Excerpts of bounding box data
—————
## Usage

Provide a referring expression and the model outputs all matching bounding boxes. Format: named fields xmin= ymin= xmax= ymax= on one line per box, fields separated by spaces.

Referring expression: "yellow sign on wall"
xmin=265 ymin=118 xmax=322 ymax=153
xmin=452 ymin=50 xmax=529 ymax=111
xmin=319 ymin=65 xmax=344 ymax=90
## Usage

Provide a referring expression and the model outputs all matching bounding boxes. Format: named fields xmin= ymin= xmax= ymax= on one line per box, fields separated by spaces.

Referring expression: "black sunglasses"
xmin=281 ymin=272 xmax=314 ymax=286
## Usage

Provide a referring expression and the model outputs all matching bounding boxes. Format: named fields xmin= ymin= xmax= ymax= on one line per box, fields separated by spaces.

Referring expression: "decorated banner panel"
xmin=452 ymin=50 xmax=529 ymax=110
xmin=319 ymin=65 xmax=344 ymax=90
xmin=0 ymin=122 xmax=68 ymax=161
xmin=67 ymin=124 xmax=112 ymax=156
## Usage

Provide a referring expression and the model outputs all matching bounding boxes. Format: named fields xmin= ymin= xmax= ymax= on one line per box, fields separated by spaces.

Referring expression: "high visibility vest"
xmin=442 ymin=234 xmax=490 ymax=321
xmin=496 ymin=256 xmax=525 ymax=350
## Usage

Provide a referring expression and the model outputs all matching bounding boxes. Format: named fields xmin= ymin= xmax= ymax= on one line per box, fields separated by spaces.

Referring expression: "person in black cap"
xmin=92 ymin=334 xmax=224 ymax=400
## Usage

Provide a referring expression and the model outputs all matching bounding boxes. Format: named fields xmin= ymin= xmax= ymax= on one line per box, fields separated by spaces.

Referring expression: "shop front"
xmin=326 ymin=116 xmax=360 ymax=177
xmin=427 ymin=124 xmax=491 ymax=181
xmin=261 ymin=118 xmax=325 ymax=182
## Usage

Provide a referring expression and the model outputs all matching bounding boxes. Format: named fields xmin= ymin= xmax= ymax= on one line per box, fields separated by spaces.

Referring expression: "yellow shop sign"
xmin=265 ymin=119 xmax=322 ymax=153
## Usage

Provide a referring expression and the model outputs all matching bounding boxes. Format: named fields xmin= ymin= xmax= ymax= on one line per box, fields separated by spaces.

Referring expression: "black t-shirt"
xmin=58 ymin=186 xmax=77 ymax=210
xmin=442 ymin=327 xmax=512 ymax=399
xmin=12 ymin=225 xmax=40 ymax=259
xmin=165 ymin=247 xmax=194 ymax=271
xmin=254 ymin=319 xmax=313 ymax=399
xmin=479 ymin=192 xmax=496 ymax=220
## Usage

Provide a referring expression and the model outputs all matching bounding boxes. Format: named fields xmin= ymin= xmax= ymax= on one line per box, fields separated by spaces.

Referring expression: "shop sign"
—————
— Your task —
Begin at the start of the records and stop after the line that has "xmin=92 ymin=334 xmax=224 ymax=400". Rewrite every line, requests included, shifting each bounding box coordinate in the answers up by 18.

— Task response —
## Usage

Provide a referring expression and the model outputs all matching bounding boxes. Format: named fields xmin= ymin= xmax= ymax= on one line per box, fields separated by spaces.

Referring expression: "yellow sign on wall"
xmin=283 ymin=136 xmax=340 ymax=171
xmin=470 ymin=68 xmax=547 ymax=129
xmin=337 ymin=83 xmax=362 ymax=108
## Usage

Provide a referring expression and the model outputs all matching bounding boxes. Format: named fields xmin= ymin= xmax= ymax= on one line per box, fields separated by spaces.

Referring expression: "black sunglasses"
xmin=299 ymin=290 xmax=332 ymax=304
## Usage

Provide a referring expression and the model outputs all matching bounding boxes. Format: named fields xmin= ymin= xmax= ymax= on one line per box, fields separated by spaces.

Referring expression: "decorated banner panel"
xmin=470 ymin=68 xmax=547 ymax=128
xmin=337 ymin=83 xmax=362 ymax=108
xmin=18 ymin=140 xmax=86 ymax=179
xmin=85 ymin=142 xmax=130 ymax=174
## Usage

Provide a referring expression and the model outputs all matching bounding boxes. Format: named fields xmin= ymin= xmax= ymax= on one line per box, fields separated by spaces.

Referring expression: "high visibility vest"
xmin=460 ymin=252 xmax=508 ymax=339
xmin=514 ymin=274 xmax=543 ymax=368
## Usage

Provide a referring expression and the model outputs all matching bounding boxes. Format: named fields xmin= ymin= xmax= ymax= on one line per box, fields separated by spaces.

Referring expression: "person in black cap"
xmin=110 ymin=352 xmax=242 ymax=418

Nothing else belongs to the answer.